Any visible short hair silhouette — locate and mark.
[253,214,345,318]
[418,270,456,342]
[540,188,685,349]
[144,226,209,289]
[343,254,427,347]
┄┄┄┄┄┄
- _WHAT YOU SHOULD DO_
Put the rows above into a CSV with two columns, instruction and output. Give one line per row, with its text in the first column and its answer in the second, each as a single quoted field with line breaks replaced by spaces.

- _WRITTEN SOLUTION_
instruction,output
"Any visible short hair silhouette — locate and mark.","[253,214,345,318] [418,270,456,342] [540,188,685,349] [144,226,209,289] [343,254,427,347]"